## Exercise directions
Reproduce the records below with "green bush" replaced by "leafy shrub" wherever it occurs, keeping every other part unchanged. Omit the pictures from the answer.

## Data provided
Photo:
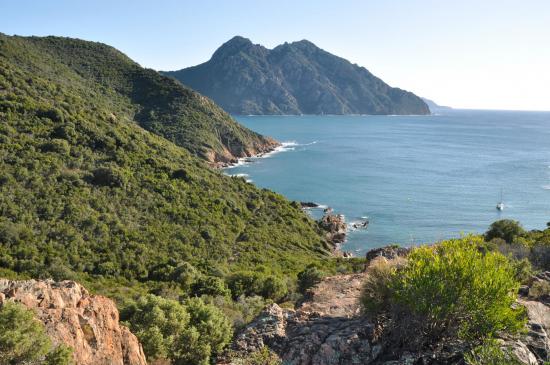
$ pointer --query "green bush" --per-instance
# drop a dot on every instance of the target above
(309, 277)
(457, 290)
(185, 334)
(210, 285)
(250, 283)
(377, 293)
(23, 339)
(506, 229)
(539, 289)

## Response for this exercise
Photo:
$ pointer --query "leafy shrub" --per-instance
# drop a dot on every instance of the target above
(309, 277)
(457, 290)
(185, 334)
(210, 285)
(250, 283)
(377, 293)
(23, 339)
(506, 229)
(539, 289)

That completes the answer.